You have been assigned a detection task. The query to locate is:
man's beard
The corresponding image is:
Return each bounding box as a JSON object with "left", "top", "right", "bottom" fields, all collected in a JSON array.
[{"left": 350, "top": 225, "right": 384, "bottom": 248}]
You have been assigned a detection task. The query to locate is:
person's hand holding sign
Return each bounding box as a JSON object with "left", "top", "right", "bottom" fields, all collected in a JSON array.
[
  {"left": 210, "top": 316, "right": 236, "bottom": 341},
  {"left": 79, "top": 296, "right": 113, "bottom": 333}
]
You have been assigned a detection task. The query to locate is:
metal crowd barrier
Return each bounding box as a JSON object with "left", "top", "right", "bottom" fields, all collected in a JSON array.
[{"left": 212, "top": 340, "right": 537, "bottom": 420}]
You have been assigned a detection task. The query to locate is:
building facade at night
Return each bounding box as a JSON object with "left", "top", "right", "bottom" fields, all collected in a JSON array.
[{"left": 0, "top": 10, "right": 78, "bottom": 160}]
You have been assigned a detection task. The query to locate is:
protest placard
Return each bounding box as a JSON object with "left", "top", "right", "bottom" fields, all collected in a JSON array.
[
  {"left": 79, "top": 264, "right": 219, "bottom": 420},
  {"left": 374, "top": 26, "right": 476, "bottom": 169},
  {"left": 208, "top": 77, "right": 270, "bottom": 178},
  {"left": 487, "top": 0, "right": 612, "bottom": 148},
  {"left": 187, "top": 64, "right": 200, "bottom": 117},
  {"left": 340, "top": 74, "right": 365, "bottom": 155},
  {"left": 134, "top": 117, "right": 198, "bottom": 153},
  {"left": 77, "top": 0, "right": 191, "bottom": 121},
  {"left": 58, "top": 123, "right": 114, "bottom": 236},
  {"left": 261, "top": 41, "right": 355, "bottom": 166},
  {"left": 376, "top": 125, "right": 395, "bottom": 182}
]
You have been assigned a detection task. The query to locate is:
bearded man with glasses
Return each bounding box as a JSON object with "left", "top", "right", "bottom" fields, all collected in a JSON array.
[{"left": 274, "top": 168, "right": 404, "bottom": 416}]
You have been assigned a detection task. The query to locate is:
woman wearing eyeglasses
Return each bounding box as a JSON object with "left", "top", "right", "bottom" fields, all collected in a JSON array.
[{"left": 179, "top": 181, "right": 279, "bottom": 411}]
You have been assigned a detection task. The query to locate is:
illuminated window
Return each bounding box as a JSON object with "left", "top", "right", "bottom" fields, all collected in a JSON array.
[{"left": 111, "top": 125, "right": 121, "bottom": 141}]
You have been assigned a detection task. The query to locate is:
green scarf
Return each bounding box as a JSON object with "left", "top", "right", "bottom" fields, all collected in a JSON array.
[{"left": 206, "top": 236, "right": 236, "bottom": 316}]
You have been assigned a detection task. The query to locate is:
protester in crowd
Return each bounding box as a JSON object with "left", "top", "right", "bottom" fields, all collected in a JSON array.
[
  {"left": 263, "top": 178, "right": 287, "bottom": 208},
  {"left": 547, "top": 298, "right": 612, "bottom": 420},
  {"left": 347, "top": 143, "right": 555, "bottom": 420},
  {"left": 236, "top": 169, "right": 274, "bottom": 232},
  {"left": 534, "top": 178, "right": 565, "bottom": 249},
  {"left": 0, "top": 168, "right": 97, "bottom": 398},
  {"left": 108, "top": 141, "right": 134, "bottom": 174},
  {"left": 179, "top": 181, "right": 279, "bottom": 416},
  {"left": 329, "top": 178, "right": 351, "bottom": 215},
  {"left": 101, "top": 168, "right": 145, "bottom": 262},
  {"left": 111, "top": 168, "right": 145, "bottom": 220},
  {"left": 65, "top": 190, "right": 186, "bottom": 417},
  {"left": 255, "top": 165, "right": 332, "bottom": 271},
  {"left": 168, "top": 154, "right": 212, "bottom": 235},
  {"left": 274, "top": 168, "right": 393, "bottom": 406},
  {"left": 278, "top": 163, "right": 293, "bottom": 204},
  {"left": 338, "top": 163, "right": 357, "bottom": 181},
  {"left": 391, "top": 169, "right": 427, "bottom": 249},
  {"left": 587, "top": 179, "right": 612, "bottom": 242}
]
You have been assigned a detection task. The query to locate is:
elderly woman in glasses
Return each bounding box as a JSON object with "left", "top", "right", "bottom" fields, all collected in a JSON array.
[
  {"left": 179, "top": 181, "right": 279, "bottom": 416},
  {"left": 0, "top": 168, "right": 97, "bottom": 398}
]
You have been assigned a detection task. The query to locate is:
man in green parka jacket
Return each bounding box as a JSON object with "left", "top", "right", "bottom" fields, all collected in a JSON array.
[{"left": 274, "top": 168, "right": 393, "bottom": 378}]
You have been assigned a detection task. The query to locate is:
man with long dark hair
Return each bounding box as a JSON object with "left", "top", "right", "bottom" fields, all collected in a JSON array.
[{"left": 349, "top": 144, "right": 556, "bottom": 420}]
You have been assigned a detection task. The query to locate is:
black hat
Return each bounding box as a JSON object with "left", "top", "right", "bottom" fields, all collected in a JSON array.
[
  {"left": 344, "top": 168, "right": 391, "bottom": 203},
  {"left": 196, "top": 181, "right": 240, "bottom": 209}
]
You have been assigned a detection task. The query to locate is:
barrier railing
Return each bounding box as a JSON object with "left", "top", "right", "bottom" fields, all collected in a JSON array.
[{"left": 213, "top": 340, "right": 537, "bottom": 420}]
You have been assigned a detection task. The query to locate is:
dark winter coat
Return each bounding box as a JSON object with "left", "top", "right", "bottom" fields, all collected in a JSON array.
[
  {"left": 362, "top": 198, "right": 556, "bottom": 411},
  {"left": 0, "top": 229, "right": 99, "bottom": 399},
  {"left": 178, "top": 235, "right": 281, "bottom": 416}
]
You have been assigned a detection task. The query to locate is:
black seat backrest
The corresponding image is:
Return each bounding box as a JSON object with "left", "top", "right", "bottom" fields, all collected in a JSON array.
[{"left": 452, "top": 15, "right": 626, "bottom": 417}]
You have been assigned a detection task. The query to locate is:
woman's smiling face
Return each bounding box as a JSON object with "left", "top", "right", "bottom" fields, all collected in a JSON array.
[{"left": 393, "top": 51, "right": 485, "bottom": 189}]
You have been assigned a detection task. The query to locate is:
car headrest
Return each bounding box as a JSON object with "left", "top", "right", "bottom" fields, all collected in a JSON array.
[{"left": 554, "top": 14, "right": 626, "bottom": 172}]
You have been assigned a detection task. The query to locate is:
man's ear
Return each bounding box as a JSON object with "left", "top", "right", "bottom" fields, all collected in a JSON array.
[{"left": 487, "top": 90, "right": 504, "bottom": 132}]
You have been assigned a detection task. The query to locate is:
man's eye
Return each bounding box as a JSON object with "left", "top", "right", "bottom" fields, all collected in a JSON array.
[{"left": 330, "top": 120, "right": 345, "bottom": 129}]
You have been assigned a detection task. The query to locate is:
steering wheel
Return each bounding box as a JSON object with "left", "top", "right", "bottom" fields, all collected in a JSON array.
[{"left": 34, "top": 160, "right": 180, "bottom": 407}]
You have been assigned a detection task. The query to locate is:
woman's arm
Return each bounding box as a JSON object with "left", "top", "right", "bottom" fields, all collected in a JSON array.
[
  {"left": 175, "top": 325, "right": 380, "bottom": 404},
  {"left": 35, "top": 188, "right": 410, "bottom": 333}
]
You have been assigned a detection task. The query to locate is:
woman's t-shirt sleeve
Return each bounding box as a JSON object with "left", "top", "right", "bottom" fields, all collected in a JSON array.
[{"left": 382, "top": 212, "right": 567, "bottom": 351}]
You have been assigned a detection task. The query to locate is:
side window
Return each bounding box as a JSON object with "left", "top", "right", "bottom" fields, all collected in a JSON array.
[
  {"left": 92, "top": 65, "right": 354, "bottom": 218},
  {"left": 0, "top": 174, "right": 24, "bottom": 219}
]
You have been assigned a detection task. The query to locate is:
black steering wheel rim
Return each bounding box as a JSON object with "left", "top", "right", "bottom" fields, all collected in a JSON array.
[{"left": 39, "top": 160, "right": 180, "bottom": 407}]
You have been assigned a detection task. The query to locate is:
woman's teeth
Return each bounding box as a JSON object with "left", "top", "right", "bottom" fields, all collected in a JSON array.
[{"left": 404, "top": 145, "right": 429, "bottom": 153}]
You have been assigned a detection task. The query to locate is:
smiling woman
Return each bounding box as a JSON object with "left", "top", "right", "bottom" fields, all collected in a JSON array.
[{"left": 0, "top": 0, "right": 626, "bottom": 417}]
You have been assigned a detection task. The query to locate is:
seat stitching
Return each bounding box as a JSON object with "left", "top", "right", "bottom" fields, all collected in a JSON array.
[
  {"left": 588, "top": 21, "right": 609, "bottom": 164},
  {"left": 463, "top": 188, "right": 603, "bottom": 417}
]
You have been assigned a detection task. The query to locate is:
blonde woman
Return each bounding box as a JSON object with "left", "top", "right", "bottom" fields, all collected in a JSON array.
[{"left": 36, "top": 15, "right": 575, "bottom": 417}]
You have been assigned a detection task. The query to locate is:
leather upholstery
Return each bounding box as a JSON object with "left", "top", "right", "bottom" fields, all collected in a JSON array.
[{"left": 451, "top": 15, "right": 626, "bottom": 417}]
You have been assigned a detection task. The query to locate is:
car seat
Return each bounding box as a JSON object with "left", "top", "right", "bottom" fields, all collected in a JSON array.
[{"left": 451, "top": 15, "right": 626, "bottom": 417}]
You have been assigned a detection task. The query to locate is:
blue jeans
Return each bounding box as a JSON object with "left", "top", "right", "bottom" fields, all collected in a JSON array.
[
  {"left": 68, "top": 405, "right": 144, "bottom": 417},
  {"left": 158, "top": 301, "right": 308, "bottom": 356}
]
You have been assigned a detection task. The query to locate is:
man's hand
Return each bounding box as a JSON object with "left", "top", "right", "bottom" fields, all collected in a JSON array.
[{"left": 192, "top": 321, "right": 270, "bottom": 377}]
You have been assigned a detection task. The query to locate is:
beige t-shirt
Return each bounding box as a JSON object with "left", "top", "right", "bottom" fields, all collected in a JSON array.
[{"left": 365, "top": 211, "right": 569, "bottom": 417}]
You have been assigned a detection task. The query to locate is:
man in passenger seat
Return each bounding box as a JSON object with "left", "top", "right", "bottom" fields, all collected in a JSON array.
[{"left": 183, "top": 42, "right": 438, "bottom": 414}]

Directions for this task
How many lines of the records contain the word "dark"? Reply with the number only.

Expected output
2